2.4 Resolution of parameter space fragmentation issue via transition from subgroup analysis to ML modeling

When the goal is to optimize the treatment effect size, albeit for a smaller group of patients or even a single patient, rather than to treat a wider population with a uniform yet lower average success rate, one enters the realm of personalized medicine. It uses the same principles to collect clinical data, but it processes them differently because of a different endpoint. Instead of proving that covariates could be ignored and that data for subjects with different APC values could be summarized to produce a variable averaged (ideally) over the entire study population, personalized medicine seeks to build a model in which every essential APC is included, and its effect on the endpoint variable is modeled to best fit the observed data distribution over the entire trial population. ML models, though not the only type of AI methods used in medicine, turn out to be especially well-suited for the task (Sinha et al., 2021; Randhawa et al., 2023; Liu et al., 2019; Randhawa and Marsteller, 2024).

The general idea behind a clinical trial for the purposes of mass medicine is that, to prove the treatment efficacy for a target population, one must prove it for a statistically representative subset (randomized sample) of that population. A trial must show that the subjects within the selected sample are similar enough, despite the APC variations, to make conclusions about the average expected outcome for the entire group. Since individual APCs of the trial subjects are discarded, one cannot predict the effectiveness of treatment for a particular individual patient. One can only predict the mean effectiveness for a population to which that patient belongs, according to the selection criteria.

On the other hand, an ML model is designed to make a prediction for an individual out-of-sample (new) patient using the values of all essential APC parameters (predictors), not just based on the fact that this patient meets the same selection criteria as the members of the clinical trial’s final analyzed population. The predictive power of an ML model is due to its utilization, at the stages of model design, training, validation, and testing, of the data set for the entire trial population, including subjects with dissimilar APC values. Outliers and inessential parameters can be automatically detected and removed. Values of continuous variables no longer need to be grouped into finite intervals for subgroup analysis but can be used as continuous predictors in a regression model. This resolves the issue of parameter space fragmentation. Possible correlations between the predictors are automatically handled when the model is trained, redundant predictors are removed, and the contributions of remaining predictors are estimated along with their P-values and CI bounds. As such, a regression ML model amounts to the classical statistics treatment of data in more than one dimension. Any additional patient parameters become a meaningful data source that helps to elucidate the effect of those APCs on the treatment outcome and predict it more accurately for each individual patient. It is worth emphasizing that the data required for such analysis are already routinely collected in traditional clinical trials (Urashima et al., 2019; Du Toit et al., 2015; Bradshaw et al., 2023; Corren et al., 2023; Vital et al., 2022; Chan et al., 2020; Maurer et al., 2013; Liu et al., 2019).

- _EXERCISE OBJECTIVE_: List the stages at which, according to the passage on moving from subgroup analysis to ML modeling, an ML model uses the data set for the entire trial population.

(Natural-language object grounding data)

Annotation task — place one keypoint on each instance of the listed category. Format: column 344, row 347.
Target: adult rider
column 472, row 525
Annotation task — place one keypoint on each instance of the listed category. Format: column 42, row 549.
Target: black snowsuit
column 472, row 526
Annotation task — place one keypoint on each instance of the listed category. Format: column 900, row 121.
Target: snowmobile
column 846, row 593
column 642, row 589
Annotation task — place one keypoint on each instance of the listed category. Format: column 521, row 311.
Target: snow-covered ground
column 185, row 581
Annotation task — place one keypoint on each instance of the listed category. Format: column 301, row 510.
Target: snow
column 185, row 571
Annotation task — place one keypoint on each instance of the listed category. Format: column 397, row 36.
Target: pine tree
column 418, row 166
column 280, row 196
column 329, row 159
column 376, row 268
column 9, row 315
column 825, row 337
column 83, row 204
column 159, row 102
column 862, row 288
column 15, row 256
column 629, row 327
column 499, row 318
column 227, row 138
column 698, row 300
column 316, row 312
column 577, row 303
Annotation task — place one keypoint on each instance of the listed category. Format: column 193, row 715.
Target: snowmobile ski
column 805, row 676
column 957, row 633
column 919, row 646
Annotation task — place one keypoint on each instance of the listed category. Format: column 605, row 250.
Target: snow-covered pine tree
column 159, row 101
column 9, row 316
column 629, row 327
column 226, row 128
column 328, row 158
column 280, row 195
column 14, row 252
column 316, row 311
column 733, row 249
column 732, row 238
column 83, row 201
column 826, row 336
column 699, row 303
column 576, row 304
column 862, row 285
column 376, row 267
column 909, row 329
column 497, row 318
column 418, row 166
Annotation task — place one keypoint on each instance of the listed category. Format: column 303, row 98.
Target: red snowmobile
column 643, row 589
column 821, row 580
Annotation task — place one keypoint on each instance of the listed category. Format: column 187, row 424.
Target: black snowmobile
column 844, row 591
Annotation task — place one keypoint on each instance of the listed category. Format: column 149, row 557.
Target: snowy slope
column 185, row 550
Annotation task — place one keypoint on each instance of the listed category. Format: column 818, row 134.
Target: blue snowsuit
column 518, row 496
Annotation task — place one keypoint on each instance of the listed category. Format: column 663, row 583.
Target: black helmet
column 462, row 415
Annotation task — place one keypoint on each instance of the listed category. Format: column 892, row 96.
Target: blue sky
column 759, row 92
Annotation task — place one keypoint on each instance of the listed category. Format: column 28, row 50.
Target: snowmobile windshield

- _RESPONSE FOR THIS EXERCISE_:
- Design
- Training
- Validation
- Testing